* **Written task**
Edit the data below by changing every "pixel coordinates" to "x-y coordinates" and leaving all other text as it is. Omit the pictures from your answer.

Start of Raw data

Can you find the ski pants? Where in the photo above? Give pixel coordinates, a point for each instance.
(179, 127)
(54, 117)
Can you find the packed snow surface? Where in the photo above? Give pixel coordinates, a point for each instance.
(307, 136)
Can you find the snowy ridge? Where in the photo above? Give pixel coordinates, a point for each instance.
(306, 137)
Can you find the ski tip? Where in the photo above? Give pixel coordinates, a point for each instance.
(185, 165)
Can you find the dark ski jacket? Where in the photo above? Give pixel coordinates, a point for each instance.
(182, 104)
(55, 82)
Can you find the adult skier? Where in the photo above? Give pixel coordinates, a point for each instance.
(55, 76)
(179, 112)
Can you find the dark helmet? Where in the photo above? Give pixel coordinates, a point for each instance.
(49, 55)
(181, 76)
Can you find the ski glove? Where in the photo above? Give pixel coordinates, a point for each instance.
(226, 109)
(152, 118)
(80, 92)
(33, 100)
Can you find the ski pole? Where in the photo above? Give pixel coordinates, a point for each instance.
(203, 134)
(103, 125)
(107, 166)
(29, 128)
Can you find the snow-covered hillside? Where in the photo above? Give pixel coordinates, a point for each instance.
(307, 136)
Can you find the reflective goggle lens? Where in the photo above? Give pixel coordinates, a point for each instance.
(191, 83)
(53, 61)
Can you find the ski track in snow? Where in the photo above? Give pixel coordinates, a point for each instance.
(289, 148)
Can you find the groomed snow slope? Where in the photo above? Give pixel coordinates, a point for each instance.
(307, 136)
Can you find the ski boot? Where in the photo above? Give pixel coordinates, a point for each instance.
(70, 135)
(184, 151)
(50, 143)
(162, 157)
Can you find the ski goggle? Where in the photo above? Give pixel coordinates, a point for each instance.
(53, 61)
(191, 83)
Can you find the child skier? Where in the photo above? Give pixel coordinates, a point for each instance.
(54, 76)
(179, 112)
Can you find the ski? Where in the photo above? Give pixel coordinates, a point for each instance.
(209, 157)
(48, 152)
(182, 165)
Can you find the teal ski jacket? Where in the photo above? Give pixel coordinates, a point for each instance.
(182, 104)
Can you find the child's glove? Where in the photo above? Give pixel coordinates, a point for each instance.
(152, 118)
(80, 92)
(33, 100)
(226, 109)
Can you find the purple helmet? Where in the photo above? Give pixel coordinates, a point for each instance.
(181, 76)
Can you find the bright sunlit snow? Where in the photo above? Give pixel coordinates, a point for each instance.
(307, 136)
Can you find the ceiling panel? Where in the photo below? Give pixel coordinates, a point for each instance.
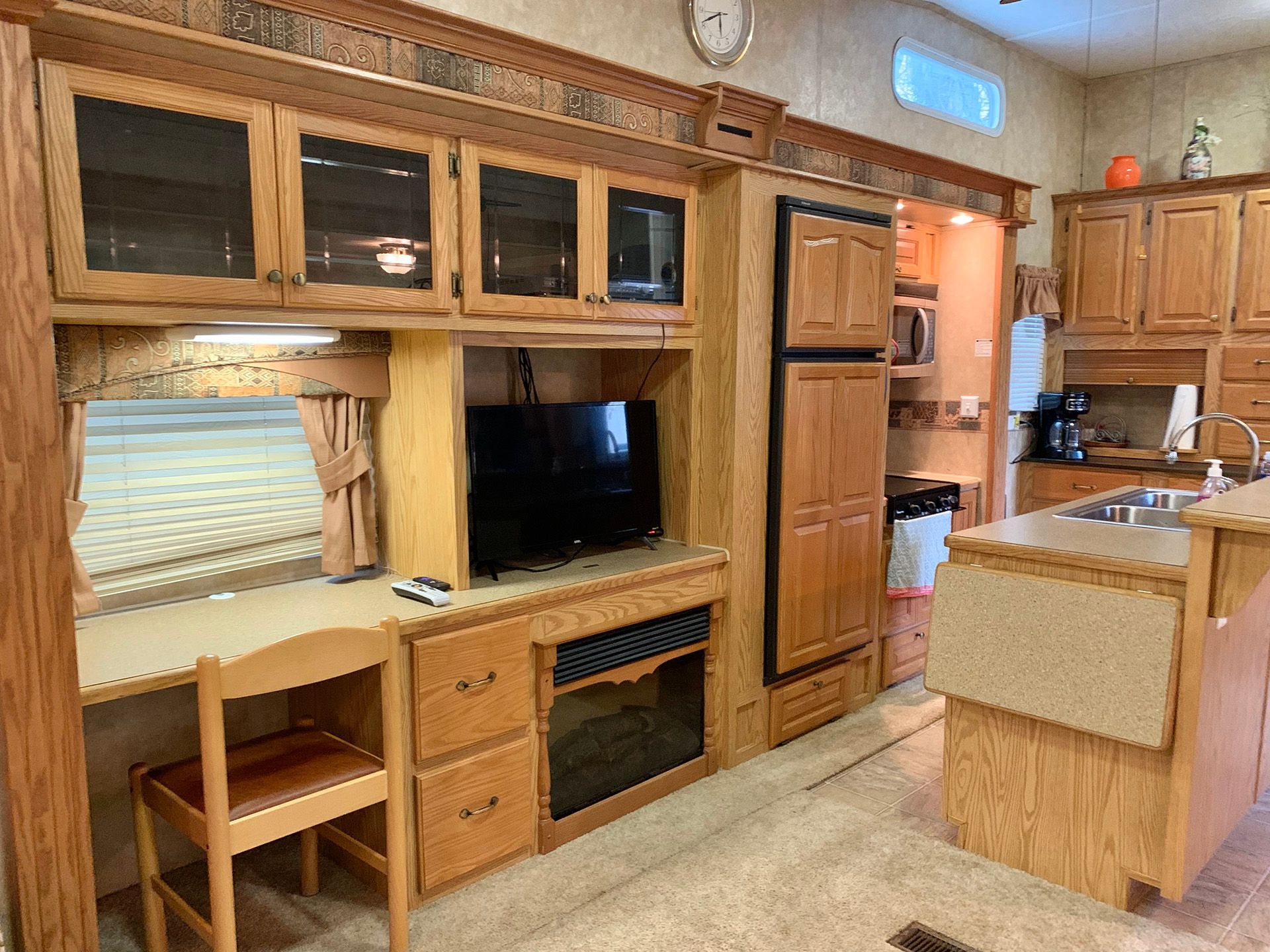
(1107, 37)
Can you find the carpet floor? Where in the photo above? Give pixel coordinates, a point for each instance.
(746, 859)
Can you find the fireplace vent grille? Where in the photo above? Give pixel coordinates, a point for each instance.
(613, 649)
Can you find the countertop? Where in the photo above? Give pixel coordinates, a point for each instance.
(1166, 553)
(146, 649)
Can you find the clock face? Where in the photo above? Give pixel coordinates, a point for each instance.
(720, 30)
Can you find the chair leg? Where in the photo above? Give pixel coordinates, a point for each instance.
(220, 884)
(153, 912)
(309, 881)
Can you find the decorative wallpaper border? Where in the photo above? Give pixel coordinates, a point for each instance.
(381, 54)
(935, 415)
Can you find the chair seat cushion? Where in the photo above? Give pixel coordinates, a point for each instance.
(272, 770)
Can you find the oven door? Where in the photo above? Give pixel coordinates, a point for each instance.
(915, 335)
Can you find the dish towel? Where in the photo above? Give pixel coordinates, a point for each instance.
(917, 546)
(1185, 408)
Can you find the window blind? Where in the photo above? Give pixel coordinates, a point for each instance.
(185, 489)
(1027, 362)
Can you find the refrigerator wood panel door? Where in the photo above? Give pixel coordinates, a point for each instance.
(840, 286)
(829, 510)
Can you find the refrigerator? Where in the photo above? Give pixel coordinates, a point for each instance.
(833, 292)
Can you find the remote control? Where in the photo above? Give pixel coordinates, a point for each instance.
(432, 583)
(421, 593)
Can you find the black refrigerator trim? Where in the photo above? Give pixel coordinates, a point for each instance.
(783, 356)
(785, 208)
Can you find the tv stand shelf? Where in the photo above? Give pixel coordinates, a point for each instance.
(148, 649)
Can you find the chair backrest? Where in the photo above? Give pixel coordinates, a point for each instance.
(302, 659)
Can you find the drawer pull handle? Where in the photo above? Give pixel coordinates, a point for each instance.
(465, 684)
(465, 813)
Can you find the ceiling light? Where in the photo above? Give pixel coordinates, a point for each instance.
(252, 334)
(397, 259)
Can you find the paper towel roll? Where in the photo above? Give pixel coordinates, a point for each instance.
(1185, 408)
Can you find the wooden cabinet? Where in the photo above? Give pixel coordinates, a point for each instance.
(1253, 302)
(474, 813)
(840, 291)
(917, 251)
(1104, 247)
(158, 192)
(366, 212)
(829, 509)
(1189, 264)
(470, 686)
(647, 231)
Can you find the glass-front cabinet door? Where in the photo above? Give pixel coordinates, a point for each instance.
(366, 214)
(158, 192)
(647, 229)
(527, 234)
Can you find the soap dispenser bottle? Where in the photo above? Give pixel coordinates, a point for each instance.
(1216, 484)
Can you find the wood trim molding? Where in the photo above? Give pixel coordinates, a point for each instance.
(24, 12)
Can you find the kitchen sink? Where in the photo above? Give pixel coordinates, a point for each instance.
(1146, 508)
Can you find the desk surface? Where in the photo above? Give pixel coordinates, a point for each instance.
(146, 649)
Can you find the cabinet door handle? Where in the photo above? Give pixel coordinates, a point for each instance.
(465, 813)
(487, 680)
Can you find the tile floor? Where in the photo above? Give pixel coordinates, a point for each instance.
(1230, 903)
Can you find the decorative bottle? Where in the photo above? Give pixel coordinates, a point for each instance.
(1198, 160)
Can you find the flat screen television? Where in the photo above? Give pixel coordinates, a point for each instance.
(545, 476)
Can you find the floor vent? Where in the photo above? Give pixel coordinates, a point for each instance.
(916, 937)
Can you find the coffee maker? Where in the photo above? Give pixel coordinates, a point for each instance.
(1058, 429)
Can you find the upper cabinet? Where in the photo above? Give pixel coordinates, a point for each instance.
(840, 290)
(1253, 305)
(1189, 264)
(366, 214)
(159, 193)
(1103, 253)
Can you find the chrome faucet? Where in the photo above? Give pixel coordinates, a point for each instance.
(1171, 456)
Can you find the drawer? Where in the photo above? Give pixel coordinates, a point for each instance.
(1249, 401)
(1064, 483)
(1246, 364)
(456, 702)
(454, 838)
(904, 655)
(906, 612)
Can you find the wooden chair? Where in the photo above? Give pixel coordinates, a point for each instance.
(295, 781)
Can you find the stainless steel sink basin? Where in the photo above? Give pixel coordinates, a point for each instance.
(1146, 508)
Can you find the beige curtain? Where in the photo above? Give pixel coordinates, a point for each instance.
(1037, 292)
(333, 426)
(74, 432)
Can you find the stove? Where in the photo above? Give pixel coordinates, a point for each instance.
(908, 498)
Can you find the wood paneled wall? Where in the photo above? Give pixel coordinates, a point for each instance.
(50, 877)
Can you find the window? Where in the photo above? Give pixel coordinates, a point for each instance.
(933, 83)
(1027, 362)
(185, 491)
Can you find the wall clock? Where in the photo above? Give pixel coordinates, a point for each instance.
(720, 30)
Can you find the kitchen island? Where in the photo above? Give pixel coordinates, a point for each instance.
(1107, 691)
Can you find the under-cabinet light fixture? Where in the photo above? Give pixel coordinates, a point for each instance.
(251, 334)
(397, 259)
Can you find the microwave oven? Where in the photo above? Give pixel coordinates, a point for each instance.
(915, 335)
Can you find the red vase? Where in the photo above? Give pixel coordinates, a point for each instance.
(1123, 172)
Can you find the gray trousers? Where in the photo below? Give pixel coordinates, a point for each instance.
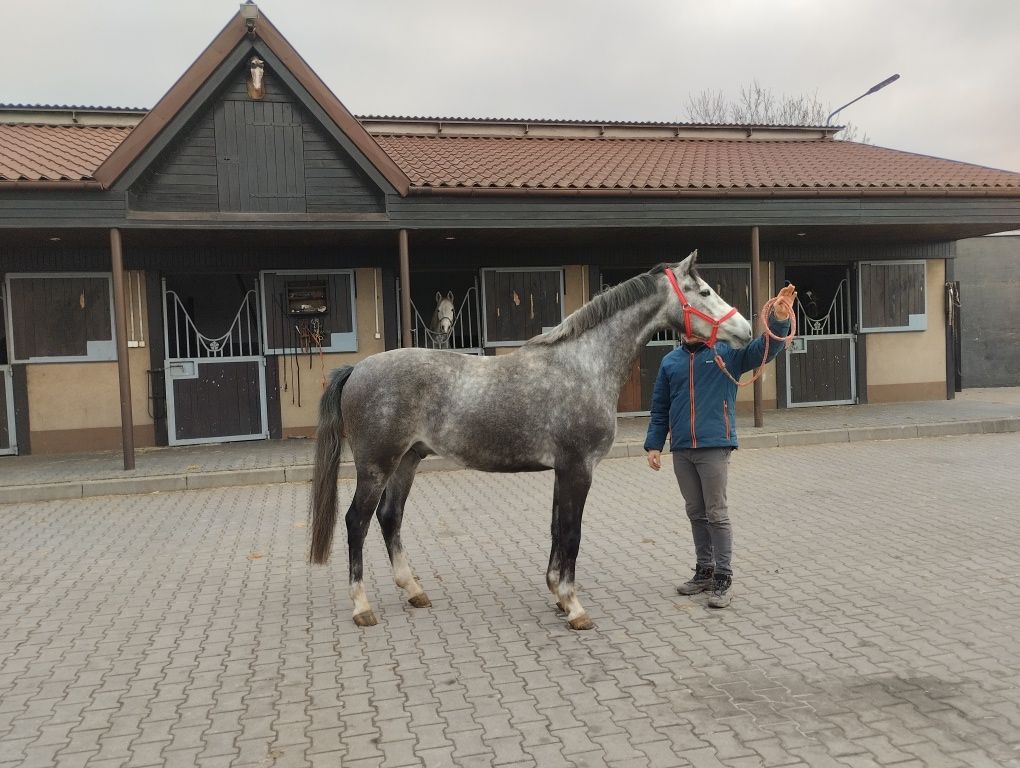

End of Raw data

* **The output**
Can you find the ski pants? Where in the photo above? Give x-y coordinates, a point for each instance.
(179, 127)
(54, 117)
Can you find the packed snow surface? Where in the photo above? Give x-y coordinates, a point for each instance.
(307, 136)
Can you find the snowy ridge? Where in the photo above? Give x-y coordinates, a point for each instance.
(306, 137)
Can you find the ski tip? Where in the photo above? Give x-y coordinates, a point for each instance.
(185, 165)
Can you find the dark ski jacket? Where in the photo above? Give x-y coordinates, a point for each instance.
(182, 104)
(55, 82)
Can you find the adult skier? Where in the photo above? Give x-y coordinates, a point for each instance.
(55, 76)
(179, 112)
Can you find the dark helmet? Where in the photo above? Give x-y coordinates, a point for each instance.
(49, 55)
(181, 76)
Can you find the ski glove? Where in the photo above? Give x-y coordinates, a point for each instance.
(226, 109)
(152, 118)
(80, 92)
(33, 100)
Can you find the ski pole? Where in the photo above? Give x-y coordinates, a point for each instance.
(203, 134)
(103, 125)
(107, 166)
(29, 128)
Can you find the snow-covered hillside? Where in the photo above? Give x-y coordinates, a point for each instance.
(307, 136)
Can you find the reflective goggle lens? Where in the photo above? Give x-y coordinates, a point for each instance.
(191, 83)
(53, 61)
Can you find the ski track in snow? Where in the photo above? Give x-y coordinates, a point for each instance.
(289, 148)
Can you find the groomed snow slope? Where in the photo above? Give x-y coordinates, a point for each instance.
(307, 136)
Can you find the ski boot? Where in the photo above? Give x-y coordinates, a point for each instance.
(70, 135)
(184, 151)
(50, 143)
(162, 157)
Can you find the ski goggle? Where in the photo above? Give x-y coordinates, a point for each instance.
(53, 61)
(191, 83)
Can you find the child skier? Where in the photo above? Give x-y coordinates, a point for each instance.
(54, 76)
(179, 112)
Can you find the ski? Where in the photo above? Give x-y coordinates, a point for each instance.
(209, 157)
(48, 152)
(182, 165)
Can you find the teal ski jacket? Where in the photo above? Give x-y coordinates, a point for each instance.
(182, 104)
Can you find the child's glove? Where in the photo above? Give x-y coordinates, a point for each instance.
(152, 118)
(80, 92)
(33, 100)
(226, 109)
Can you find the purple helmet? Where in the photo above? Give x-y coordinates, a point for each instance.
(181, 76)
Can you find the bright sunlit snow? Where in the photo above? Give x-y coordinates, a point for each instance.
(307, 136)
Can you find the ceiling panel? Where in the photo below? Give x-y coordinates, a point for each instance.
(1107, 37)
Can you find the carpet floor? Where in the photo above? Give x-y coordinates, a point for each instance.
(746, 859)
Can you find the fireplace vent grille? Where in the photo above? Give x-y coordinates, a point for each instance.
(613, 649)
Can you find the countertop? Where in the photo above? Give x-y coordinates, a point for each instance.
(1166, 553)
(146, 649)
Can you find the clock face? Where in the photo above? Give x-y coordinates, a point for each instance.
(720, 30)
Can you find the chair leg? Where in the photo above? Give x-y coordinates, a point for each instance.
(220, 884)
(153, 912)
(309, 881)
Can you find the decorative wallpaper border? Where in the photo above? Give x-y coordinates, a point for each instance.
(381, 54)
(935, 415)
Can you find the chair seat cushion? Where in the photo above? Give x-y coordinates, a point for each instance.
(272, 770)
Can you find the oven door? Where in the photo above? Give x-y coordinates, a point for each instance.
(915, 335)
Can you find the dish towel? Where in the photo above? Give x-y coordinates, a point for each instance.
(917, 546)
(1185, 408)
Can you find the window blind? Where in the photo above? Give x-y coordinates, a point for each instance.
(185, 489)
(1027, 362)
Can you find the refrigerator wood panel door? Where in the photo above? Give x-y coordinates, a point for each instance.
(840, 286)
(829, 510)
Can you find the refrigerator? Where in the photo above? Give x-y coordinates, a point for each instance.
(833, 292)
Can you find the remote control? Where in the photo above? Give x-y coordinates, a point for each instance.
(432, 583)
(421, 593)
Can you find the black refrigerator trim? Where in the photo above? Give x-y coordinates, a point for each instance.
(783, 356)
(785, 208)
Can you find the tv stand shelf? Where in the photo above? Give x-y coordinates, a point for each instance.
(148, 649)
Can you find the chair backrest? Where in the photo above? Give x-y coordinates, a point for each instance.
(302, 659)
Can you find the drawer pull handle? Where in the photo above? Give x-y coordinates, a point for each instance.
(465, 684)
(465, 813)
Can you find the ceiling light? Where in the photo above? Give x-y coordinates, a point for each instance.
(252, 334)
(397, 259)
Can you find the paper towel roll? Where in the photo above? Give x-y coordinates, a point for each instance.
(1185, 408)
Can you find the wooden cabinet? Where in the photo above? Give x-y coordinates, a point for each instance.
(1253, 302)
(474, 813)
(840, 291)
(917, 251)
(1104, 247)
(158, 192)
(366, 212)
(829, 509)
(1189, 264)
(470, 686)
(647, 231)
Can you find the glass-front cabinet door? Where in the photo above? Give x-y coordinates, a point for each instance.
(366, 214)
(158, 192)
(647, 229)
(527, 234)
Can you find the soap dispenser bottle? Where in the photo above? Give x-y coordinates, a point for each instance.
(1216, 484)
Can you find the wood trim molding? Where in the photo above? Give x-y coordinates, a point for each instance.
(24, 12)
Can you find the kitchen sink? Where in the photo above? Give x-y coordinates, a point for each instance.
(1146, 508)
Can you find the desk surface? Where in the photo above? Give x-y coordinates, a point for each instance.
(146, 649)
Can you find the cabinet door handle? Where in the photo above? Give x-y coordinates, a point for each instance.
(465, 813)
(487, 680)
Can you find the tile floor? Where in the photo above? Give x-y coordinates, a point for each instance.
(1230, 903)
Can you find the decorative bottle? Where in the photo above? Give x-y coordinates, a point for each instance.
(1198, 160)
Can you find the flat screen television? Where in the photo above? Give x-y coordinates, a point for each instance.
(545, 476)
Can you find the floor vent? Where in the photo above? Give x-y coordinates, a point for each instance.
(916, 937)
Can you find the coffee maker? Where in the photo above? Give x-y coordinates, a point for each instance.
(1058, 429)
Can you find the upper cabinet? Where in the photo above? Give x-y coordinates, a point for each instance.
(840, 290)
(1253, 305)
(1189, 264)
(366, 214)
(159, 193)
(1103, 253)
Can you find the chrome faucet? Where in the photo above? Give x-y coordinates, a point for each instance.
(1171, 456)
Can you find the drawer? Where in the photo above? Give x-y coordinates, a point for each instance.
(1249, 401)
(1064, 483)
(1246, 364)
(456, 702)
(454, 838)
(904, 655)
(906, 612)
Can you find the wooden chair? Where in the photo above? Give x-y coordinates, a point for each instance.
(295, 781)
Can you find the stainless steel sink basin? Where in the photo above? Give x-y coordinates, a point for each instance.
(1146, 508)
Can you find the beige curtain? Where in the photo above? Give x-y coordinates, a point for each instance.
(1037, 292)
(333, 426)
(74, 432)
Can you find the stove? Where in the photo above? Give x-y coordinates, a point for each instance.
(908, 498)
Can you find the wood paneled wall? Where in the photo above? Give x-y coordinates, a point for each instance.
(50, 877)
Can you find the window? Where in the photo above? Give x-y coordinates, a point for each instance.
(933, 83)
(1027, 362)
(185, 491)
Can you find the wall clock? Where in the photo above? Give x-y coordinates, a point for each instance.
(720, 30)
Can you find the kitchen island? Where in the photo above? Give x-y coordinates, a point for each instance.
(1107, 691)
Can you find the under-cabinet light fixture? Where in the photo above? Give x-y coordinates, a point for each instance.
(251, 334)
(397, 259)
Can you find the microwave oven? Where in the photo above? Give x-y coordinates, a point for each instance.
(915, 335)
Can you find the red vase? Where in the photo above? Give x-y coordinates, a point for each instance.
(1123, 172)
Can you find the gray trousers? Where in the photo below? Give x-y coordinates, a point for each instance.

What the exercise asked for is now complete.